(Natural language region descriptions)
━━━━━━
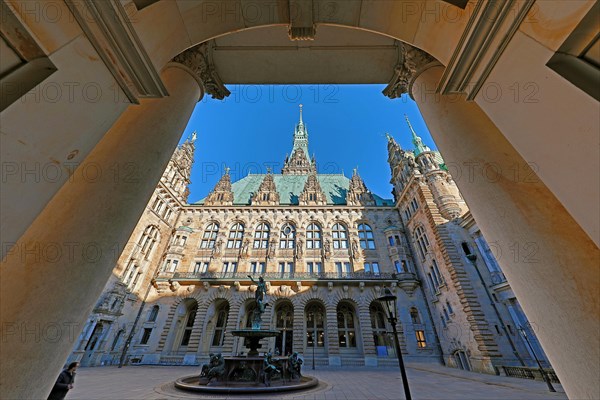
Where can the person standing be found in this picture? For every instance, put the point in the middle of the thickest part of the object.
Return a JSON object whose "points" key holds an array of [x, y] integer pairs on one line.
{"points": [[64, 383]]}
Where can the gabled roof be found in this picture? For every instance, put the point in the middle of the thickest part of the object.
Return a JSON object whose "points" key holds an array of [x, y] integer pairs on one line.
{"points": [[289, 188]]}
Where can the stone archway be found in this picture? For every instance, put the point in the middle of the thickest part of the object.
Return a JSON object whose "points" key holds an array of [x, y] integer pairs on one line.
{"points": [[552, 210]]}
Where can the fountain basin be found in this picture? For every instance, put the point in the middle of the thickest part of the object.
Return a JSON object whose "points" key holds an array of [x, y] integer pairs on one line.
{"points": [[254, 336]]}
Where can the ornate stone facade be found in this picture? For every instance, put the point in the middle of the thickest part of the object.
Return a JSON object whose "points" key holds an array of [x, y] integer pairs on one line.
{"points": [[327, 247]]}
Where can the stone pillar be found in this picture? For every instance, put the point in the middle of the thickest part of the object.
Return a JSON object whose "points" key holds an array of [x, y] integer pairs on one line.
{"points": [[333, 344], [366, 332], [549, 261], [54, 274]]}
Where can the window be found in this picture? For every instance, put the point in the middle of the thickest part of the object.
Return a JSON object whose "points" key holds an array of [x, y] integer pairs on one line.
{"points": [[148, 240], [171, 265], [437, 273], [209, 236], [462, 361], [153, 314], [287, 237], [315, 325], [421, 342], [340, 236], [261, 236], [220, 324], [450, 310], [344, 269], [380, 336], [236, 233], [201, 267], [346, 325], [257, 267], [286, 269], [414, 316], [189, 324], [466, 248], [405, 267], [398, 266], [314, 268], [365, 235], [229, 268], [313, 236], [284, 323], [372, 268], [422, 241], [414, 204]]}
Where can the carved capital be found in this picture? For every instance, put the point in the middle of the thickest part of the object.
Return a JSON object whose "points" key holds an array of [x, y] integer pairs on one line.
{"points": [[411, 60], [199, 60]]}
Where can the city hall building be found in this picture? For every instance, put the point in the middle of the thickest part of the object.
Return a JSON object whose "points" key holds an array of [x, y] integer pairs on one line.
{"points": [[327, 248]]}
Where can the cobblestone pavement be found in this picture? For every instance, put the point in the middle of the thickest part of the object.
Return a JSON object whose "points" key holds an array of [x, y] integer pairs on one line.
{"points": [[358, 383]]}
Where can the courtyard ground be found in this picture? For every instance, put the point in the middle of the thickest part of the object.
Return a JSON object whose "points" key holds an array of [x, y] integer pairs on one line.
{"points": [[360, 383]]}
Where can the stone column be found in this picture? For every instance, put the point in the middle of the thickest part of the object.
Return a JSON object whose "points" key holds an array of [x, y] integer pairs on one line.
{"points": [[549, 261], [54, 274], [333, 344]]}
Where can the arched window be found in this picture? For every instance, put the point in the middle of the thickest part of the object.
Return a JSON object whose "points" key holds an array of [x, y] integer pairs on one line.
{"points": [[380, 336], [209, 236], [236, 233], [189, 325], [284, 323], [315, 325], [365, 235], [313, 236], [153, 314], [346, 325], [414, 316], [340, 236], [117, 341], [422, 241], [221, 323], [261, 236], [287, 237]]}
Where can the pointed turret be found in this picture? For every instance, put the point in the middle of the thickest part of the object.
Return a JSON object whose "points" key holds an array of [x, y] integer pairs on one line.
{"points": [[267, 194], [177, 174], [358, 194], [417, 141], [312, 194], [299, 163], [221, 195]]}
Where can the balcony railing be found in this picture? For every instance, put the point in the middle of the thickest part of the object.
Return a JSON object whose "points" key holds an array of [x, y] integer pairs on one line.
{"points": [[281, 276]]}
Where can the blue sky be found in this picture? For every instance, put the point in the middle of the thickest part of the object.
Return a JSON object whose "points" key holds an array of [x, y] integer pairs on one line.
{"points": [[252, 129]]}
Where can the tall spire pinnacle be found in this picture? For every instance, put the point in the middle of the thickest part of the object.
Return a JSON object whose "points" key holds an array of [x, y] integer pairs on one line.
{"points": [[419, 146]]}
━━━━━━
▶ Problem statement
Quote the data above in full and without alteration; skip the pictures.

▶ Task output
Where can the person standing be found in this picture? For every instance, put the point in the middle of the thickest part of the object.
Return a JSON object whose "points" key holds an array of [x, y] integer pairs on one line.
{"points": [[64, 383]]}
Where can the gabled roof be found in this picture? For every instance, put the point in the middle of the thickest part of the object.
Return a JSON object whose "points" key holds an array of [x, y] integer pairs on one line.
{"points": [[289, 188]]}
Where can the stone archway be found in this picture? For every instance, put the point in the middle of the thickest part of the object.
Return a JSON object whose "points" key holds an array of [x, y] integer pairs on one line.
{"points": [[552, 210]]}
Where can the fountain basin be found in this picture? For every instance, put the point in the middle of the thickest part of the object.
Return a JSON object whose "points" key holds an array of [x, y] integer pairs on one line.
{"points": [[254, 336]]}
Where can the ornate stone facade be found in this picture? For every instance, put the point in the middle of the thickest part of the object.
Return a JSON object whose "points" key holds an array of [x, y] integer pairs on one line.
{"points": [[327, 247]]}
Where can the stone pillar be found in this picture? For every instance, put the point in the middle of the thickest part of the object.
Return a JSON object whose "points" key holds an array of [x, y] integer pairs on one line.
{"points": [[333, 344], [366, 332], [549, 261], [54, 274]]}
Where can the window be found in this picture? For every instance, put the point in the middle of the thickest part of the object.
Return a JSON object whose "points" key holds an array of [x, y] integer pairs on one line.
{"points": [[148, 240], [171, 265], [437, 273], [209, 236], [462, 361], [153, 314], [287, 237], [315, 325], [421, 342], [340, 236], [261, 236], [220, 324], [450, 310], [344, 269], [380, 336], [236, 233], [201, 267], [346, 325], [257, 267], [286, 269], [414, 316], [189, 324], [466, 248], [405, 267], [398, 266], [314, 268], [365, 235], [229, 268], [313, 236], [284, 323], [372, 268], [422, 241], [414, 204]]}
Where can the carved capital be found in this picture? For every instance, put the point in the middle of the thickest part of the object.
Return a JSON object whose "points" key holds an array of [x, y] integer pairs on one line.
{"points": [[411, 60], [199, 60]]}
Where can the city hall building be found in this picture? For every instance, put the point in the middle of the thickest part of the object.
Return a JSON object whose "points" key holds an array of [x, y] integer pairs on one line.
{"points": [[327, 248]]}
Where can the cobblestone pavement be found in this picture? For every instance, put the point in the middle of the thickest part of the object.
Return a JSON object whose "points" key holds an array of [x, y] integer pairs on one line.
{"points": [[358, 383]]}
Where can the courtyard ground be found in this picture? For every instance, put the point in the middle of the thickest part of the object.
Return a JSON object whose "points" key holds an array of [x, y] integer pairs on one line.
{"points": [[360, 383]]}
Where can the stone column be found in this picture? For every instance, put the point in the middle of the thickest part of the object.
Return a JSON object whose "points" key holds an array of [x, y] integer pairs on one line.
{"points": [[549, 261], [54, 274], [333, 344]]}
Where can the arched window be found in this picture? For every instance, put the point in the middle of the thickest part of the object.
Return a JSON object whose "points" key holds an array of [x, y] integer pairs on one line.
{"points": [[380, 336], [209, 236], [236, 233], [189, 325], [284, 323], [315, 325], [365, 235], [313, 236], [153, 314], [346, 325], [414, 316], [340, 236], [117, 341], [422, 241], [221, 323], [261, 236], [287, 237]]}
Where can the pointed turret be found in this picture? For every instance, put the point in the middle of the thickest part of the object.
Return a JSON object whose "points" key holds an array of [x, y] integer pairs on one line.
{"points": [[267, 194], [177, 174], [358, 194], [417, 141], [312, 194], [299, 163], [221, 195]]}
Where can the balcony railing be found in this picture? For every instance, put the point in the middle of the thickest part of the object.
Return a JSON object whose "points" key holds an array of [x, y] integer pairs on one line.
{"points": [[281, 276]]}
Where can the blue sky be found in this picture? For every instance, put the point in the middle of the thickest part of the object.
Return a JSON object whose "points" key holds an array of [x, y] integer pairs on one line.
{"points": [[252, 129]]}
Where can the tall spire pinnacle be found in this picture? For every instance, put the point in the middle of the thickest part of the object.
Return a JSON object whose "points" key holds an array of [x, y] integer pairs on one line.
{"points": [[419, 146]]}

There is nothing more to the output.